**EXERCISE PROMPT:** Update the data below, swapping "red tomato" for "ripe tomato" and keeping every other character the same.

#### ENTRIES SUPPLIED

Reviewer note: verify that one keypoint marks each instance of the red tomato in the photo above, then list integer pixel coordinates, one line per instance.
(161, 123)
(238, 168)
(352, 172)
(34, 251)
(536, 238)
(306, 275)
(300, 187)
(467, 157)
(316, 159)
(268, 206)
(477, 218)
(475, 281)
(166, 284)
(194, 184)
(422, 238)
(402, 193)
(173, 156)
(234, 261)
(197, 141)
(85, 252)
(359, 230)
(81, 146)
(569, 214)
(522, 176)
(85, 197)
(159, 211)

########

**SOLUTION TO THIS EXERCISE:**
Reviewer note: verify that one keypoint marks each instance of the ripe tomato in the photo above, then list integer pixel coordinates, one line per instance.
(161, 123)
(238, 168)
(352, 172)
(34, 251)
(536, 238)
(306, 275)
(300, 187)
(467, 157)
(316, 159)
(268, 206)
(477, 218)
(475, 281)
(166, 284)
(194, 184)
(422, 238)
(402, 193)
(173, 156)
(234, 261)
(197, 141)
(85, 252)
(359, 230)
(81, 146)
(569, 214)
(522, 176)
(85, 197)
(159, 211)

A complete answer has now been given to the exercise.